_TASK TO CARRY OUT_
Copy the listing starting with the line containing "I need to find the monkey hand" and going on through the line containing "xmin=0 ymin=0 xmax=1280 ymax=857", swapping "Boxes" for "Regions" and keeping everything else the same.

(Bounding box annotation entries)

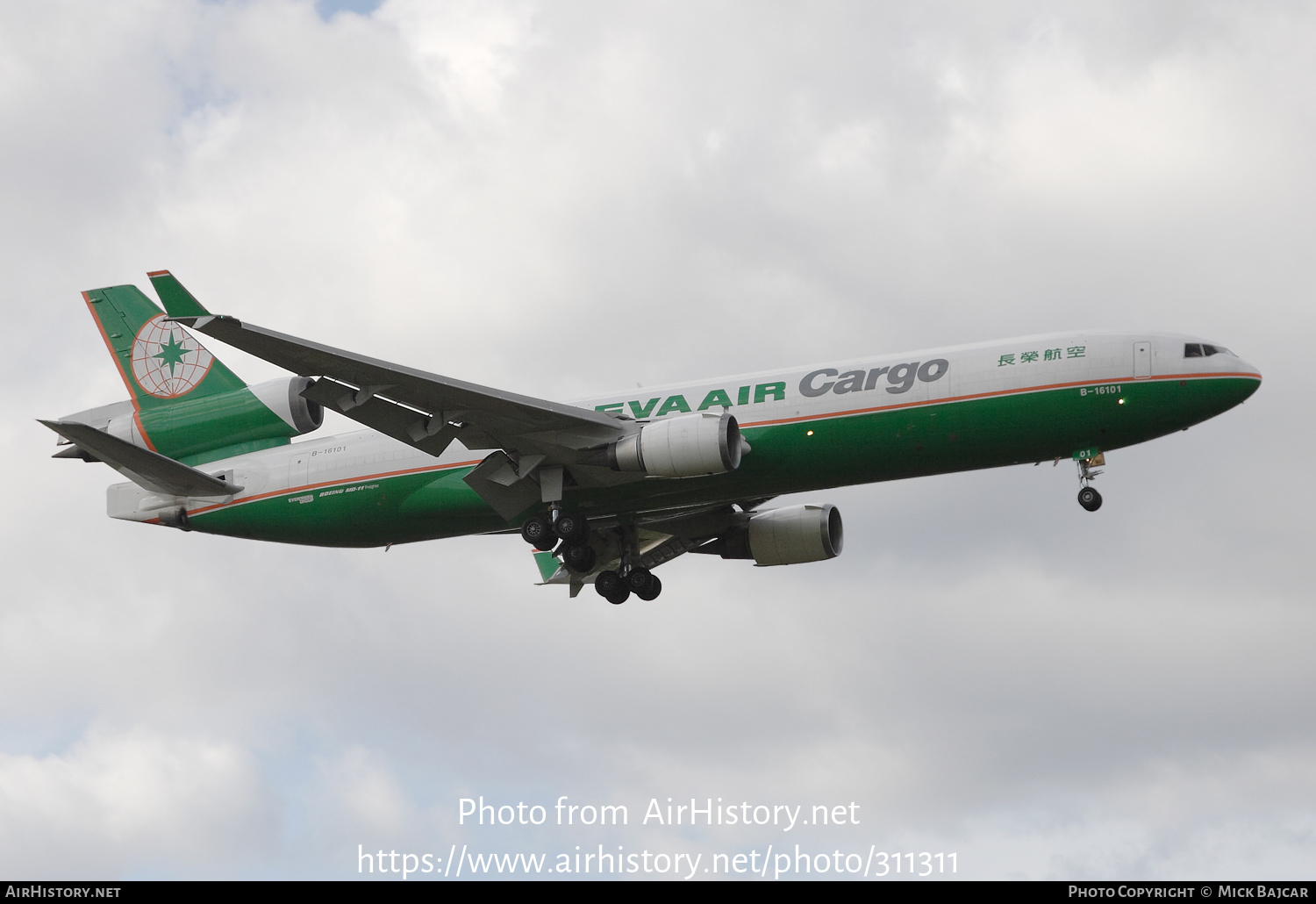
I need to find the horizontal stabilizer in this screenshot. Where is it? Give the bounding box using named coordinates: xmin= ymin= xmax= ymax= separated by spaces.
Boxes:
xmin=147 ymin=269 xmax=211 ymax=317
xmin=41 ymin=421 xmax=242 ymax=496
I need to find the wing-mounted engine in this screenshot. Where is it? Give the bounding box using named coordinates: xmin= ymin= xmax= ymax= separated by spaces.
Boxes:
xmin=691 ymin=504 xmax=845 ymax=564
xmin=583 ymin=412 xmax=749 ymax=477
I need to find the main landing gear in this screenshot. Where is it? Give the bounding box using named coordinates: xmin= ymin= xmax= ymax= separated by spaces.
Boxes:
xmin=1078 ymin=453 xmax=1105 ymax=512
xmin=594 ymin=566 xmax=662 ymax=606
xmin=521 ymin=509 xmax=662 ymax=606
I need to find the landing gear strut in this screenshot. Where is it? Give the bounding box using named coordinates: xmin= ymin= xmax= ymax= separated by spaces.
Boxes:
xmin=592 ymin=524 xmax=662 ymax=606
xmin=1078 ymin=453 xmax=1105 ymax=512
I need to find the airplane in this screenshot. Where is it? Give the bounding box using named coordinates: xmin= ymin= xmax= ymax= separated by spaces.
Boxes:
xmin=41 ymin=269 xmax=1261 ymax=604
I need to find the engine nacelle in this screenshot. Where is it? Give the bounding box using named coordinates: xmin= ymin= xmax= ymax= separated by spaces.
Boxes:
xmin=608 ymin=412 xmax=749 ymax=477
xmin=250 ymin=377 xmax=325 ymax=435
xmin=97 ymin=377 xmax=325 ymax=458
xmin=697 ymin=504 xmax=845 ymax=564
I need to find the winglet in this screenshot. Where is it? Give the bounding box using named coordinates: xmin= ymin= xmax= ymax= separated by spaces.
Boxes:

---

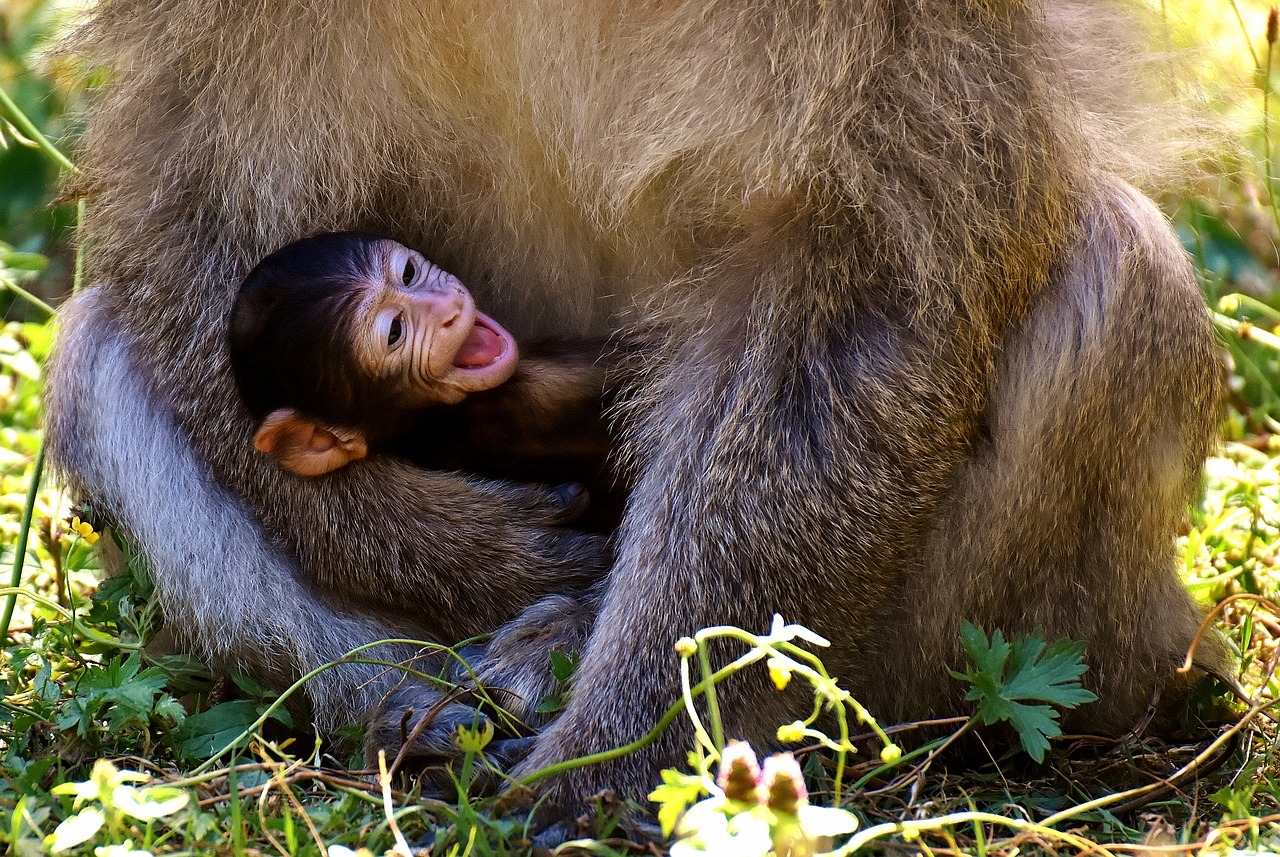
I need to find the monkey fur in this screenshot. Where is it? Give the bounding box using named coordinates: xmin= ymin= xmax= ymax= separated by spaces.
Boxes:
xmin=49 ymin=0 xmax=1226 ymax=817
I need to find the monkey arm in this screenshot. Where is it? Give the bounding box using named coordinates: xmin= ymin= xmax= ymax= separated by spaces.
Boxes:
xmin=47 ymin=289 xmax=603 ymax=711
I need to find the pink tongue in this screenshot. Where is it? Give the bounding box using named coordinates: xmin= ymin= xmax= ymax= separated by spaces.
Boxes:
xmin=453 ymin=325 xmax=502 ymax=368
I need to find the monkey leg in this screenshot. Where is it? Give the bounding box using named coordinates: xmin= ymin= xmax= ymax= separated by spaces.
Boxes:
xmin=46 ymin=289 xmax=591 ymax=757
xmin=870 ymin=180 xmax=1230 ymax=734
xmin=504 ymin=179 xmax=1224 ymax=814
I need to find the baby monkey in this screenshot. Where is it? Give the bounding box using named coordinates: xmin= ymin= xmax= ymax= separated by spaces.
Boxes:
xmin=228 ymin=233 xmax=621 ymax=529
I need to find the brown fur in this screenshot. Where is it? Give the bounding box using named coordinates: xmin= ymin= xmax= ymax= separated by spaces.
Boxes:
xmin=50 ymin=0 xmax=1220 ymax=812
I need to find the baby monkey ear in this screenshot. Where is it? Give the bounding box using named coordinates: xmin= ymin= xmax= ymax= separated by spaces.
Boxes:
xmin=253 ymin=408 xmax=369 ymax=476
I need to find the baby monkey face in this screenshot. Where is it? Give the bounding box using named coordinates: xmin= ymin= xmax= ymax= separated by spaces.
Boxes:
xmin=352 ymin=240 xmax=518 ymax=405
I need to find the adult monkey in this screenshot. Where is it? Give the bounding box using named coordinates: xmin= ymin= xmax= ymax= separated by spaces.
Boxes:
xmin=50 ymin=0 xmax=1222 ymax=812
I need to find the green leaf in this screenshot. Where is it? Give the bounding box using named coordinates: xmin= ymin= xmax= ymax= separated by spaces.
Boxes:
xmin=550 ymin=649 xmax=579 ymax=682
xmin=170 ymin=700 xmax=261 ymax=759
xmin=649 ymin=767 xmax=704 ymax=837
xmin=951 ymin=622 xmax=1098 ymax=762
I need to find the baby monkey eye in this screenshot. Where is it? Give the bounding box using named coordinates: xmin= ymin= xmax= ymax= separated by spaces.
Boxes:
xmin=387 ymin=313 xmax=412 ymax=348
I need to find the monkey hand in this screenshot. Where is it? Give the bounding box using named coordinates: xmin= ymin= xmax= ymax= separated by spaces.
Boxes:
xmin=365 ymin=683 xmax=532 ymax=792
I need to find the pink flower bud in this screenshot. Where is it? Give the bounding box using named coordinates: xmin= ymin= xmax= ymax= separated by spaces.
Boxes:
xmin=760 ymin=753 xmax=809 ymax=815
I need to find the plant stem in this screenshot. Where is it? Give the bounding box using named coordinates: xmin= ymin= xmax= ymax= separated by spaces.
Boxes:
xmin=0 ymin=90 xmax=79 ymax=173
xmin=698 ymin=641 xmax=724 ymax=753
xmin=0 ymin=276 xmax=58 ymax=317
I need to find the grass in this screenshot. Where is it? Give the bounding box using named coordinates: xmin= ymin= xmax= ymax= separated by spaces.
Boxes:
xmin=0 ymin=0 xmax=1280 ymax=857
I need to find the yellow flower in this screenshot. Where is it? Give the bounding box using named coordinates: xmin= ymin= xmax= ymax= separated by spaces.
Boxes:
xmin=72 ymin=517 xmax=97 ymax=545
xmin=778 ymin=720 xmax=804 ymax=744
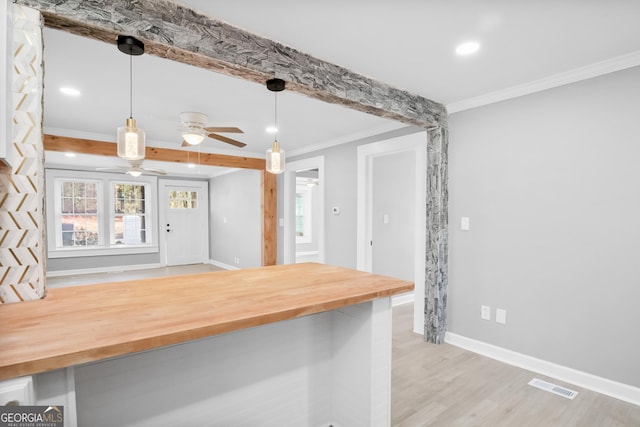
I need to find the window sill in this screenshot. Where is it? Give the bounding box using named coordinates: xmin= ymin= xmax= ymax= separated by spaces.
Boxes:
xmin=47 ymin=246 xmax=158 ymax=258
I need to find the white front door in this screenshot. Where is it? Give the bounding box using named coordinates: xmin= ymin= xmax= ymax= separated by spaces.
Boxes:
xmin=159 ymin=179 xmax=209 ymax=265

_OUTPUT FOR THIS EXERCISE_
I need to find the monkey hand in this screenshot. Where is it? Give the bounding box using named coordinates: xmin= ymin= xmax= ymax= separated by spaces.
Regions:
xmin=365 ymin=683 xmax=532 ymax=792
I need to find the pink flower bud in this screenshot. Where is it? Give the bounding box using named coordinates: xmin= ymin= xmax= ymax= separated by spaces.
Regions:
xmin=760 ymin=753 xmax=809 ymax=815
I need to find the plant stem in this screenshot. Where is it? Give the bounding box using named coordinates: xmin= ymin= xmax= ymax= separated by spaces.
Regions:
xmin=0 ymin=90 xmax=79 ymax=173
xmin=698 ymin=641 xmax=724 ymax=753
xmin=0 ymin=276 xmax=58 ymax=317
I need to find the grass in this screenshot. Where is it? Give the bounding box using named coordinates: xmin= ymin= xmax= ymax= separated by spaces.
Regions:
xmin=0 ymin=0 xmax=1280 ymax=857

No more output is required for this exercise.